記事:
□ □ □ □

まず、①の論点について、見ていきましょう。これは、NHKが主張した「受信契約は自動的に成立する」というめちゃくちゃな論理が、裁判ではきっちりと否定されている、ということです。
最高裁判決では、次のように判じています。
「放送法64条1項は、受信設備設置者に対し受信契約の締結を強制する旨を定めた規定であり、原告からの受信契約の申込みに対して受信設備設置者が承諾をしない場合には、原告がその者に対して承諾の意思表示を命ずる判決を求め、その判決の確定によって受信契約が成立すると解するのが相当である。」(同P12)
つまり、NHKとしては、放送法第64条第1項に基づき、受信設備を設置した人に対して、受信契約を求めることができるとしています。そして、仮に受信設備設置者が契約を結ばない場合には、いちいち裁判を起こして、判決を勝ち取ってから、初めて受信契約が成立する、ということです。
ということは、NHKが受信契約書を送り付けて来たとしても、NHKが裁判を起こさない限りは、契約を結ばなくても良いということです。
NHKとしては、おそらく「今回の判決で、テレビを買った人は絶対にNHKと契約をしなければならないことが確定したんです」などと喧伝して回ると想像できますが、これは大きな間違いです。わざと契約を結ばなければ、NHKとしては、いちいち裁判を起こす必要があるのです。
NHKによると「受信料の支払い率は79%」だそうですが、残り21%が断固としてNHKとの契約を拒否すれば、NHKとしてはこの21%の世帯に対し、いちいち裁判をしなければならないのです。
テレビを設置している世帯数が何世帯あるのか、私は詳しくは存じ上げませんが、仮に5000万世帯だったと仮定すれば、その20%、つまり1000万世帯に対し、NHKは裁判を起こさなければなりません。
これは、現実的に、無理です。
つまり、NHKが狙った「自動的に契約が成立する」というロジックは、最高裁により否定されたのです。このことは、非常に重要だと言わざるを得ません。
受信料のみを支払え
次に、②と⑤について確認しましょう。
NHK側は、男性が契約に応じなかったことで、男性側が不当利得を得ていると主張。受信設備を設置して以降の受信料だけでなく、それと同額の金額を「損害賠償」として請求しました。しかし、男性側はその「受信料債権」の範囲について争ったほか、消滅時効についても主張していました。
これについて最高裁は、次のように判断を示しました。

□ □ □ □

記録一覧:
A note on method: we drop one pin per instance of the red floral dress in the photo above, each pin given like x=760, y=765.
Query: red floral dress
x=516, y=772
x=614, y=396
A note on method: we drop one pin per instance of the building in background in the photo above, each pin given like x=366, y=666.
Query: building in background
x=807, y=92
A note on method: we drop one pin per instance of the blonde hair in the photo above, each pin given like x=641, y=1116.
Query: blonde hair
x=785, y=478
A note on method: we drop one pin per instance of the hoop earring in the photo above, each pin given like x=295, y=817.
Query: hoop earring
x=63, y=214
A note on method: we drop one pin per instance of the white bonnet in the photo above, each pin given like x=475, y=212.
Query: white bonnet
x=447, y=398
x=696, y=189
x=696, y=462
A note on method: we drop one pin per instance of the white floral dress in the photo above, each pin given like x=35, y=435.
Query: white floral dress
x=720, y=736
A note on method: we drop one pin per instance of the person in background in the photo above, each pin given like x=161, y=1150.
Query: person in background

□ □ □ □

課題:
#1 受信料判決の記事について、次の問いに答えよ。
(a) NHKによると、受信料の支払い率は何%か。
(b) 最高裁が受信契約の締結を強制する規定としたのは、放送法の何条何項か。
(c) 男性側は、何について争い、何を主張していたか。
#2 受信料判決の記事を、最後の文に続けて書き継いでください。
記録は別の出典から取られたものです。

解答:
#1
(a) 79%
(b) 放送法64条1項
(c) 「受信料債権」の範囲について争い、消滅時効を主張していた。

#2
「受信契約の申込みに対する承諾の意思表示を命ずる判決の確定により同契約が成立した場合、同契約に基づき、受信設備の設置の月以降の分の受信料債権が発生するというべきである。」(同P16)
「受信契約に基づき発生する受信設備の設置の月以降の分の受信料債権(中略)の消滅時効は、受信契約成立時から進行するものと解するのが相当である。」(同P17)
これも当たり前の話でしょう。
NHKが「契約を結ばなければ、倍額を請求しますよ」と主張すること自体、かなりの無理があります。そして、今後仮にNHKが、「もし契約に応じなければ、倍額を請求しますよ」と脅したとすれば、それは恐喝という犯罪行為でしょう。
ただし、男性側が求めていた「消滅時効」については、「受信契約成立時から進行する」、つまり、NHKが「契約しろ!」と要求して裁判を起こし、裁判で契約が確定した瞬間から進行することになります。この点については男性側にとって不利な内容ですが、この点については、私はさほど違和感を覚えることはありません。
「私有財産権」については否定
ただし、今回の判決はNHKにとっての「全面敗訴」とはいえない側面があります。
この点を巡って、③と④についても確認しておきましょう。
最高裁は、次のように結論を出しました。
「放送法64条1項は、同法に定められた原告の目的にかなう適正・公平な受信料徴収のために必要な内容の受信契約の締結を強制する旨を定めたものとして、憲法13条、21条、29条に違反するものではないというべきである。」
この点については、確かに一般国民の常識からはかけ離れた判断であると批判されても仕方がありません。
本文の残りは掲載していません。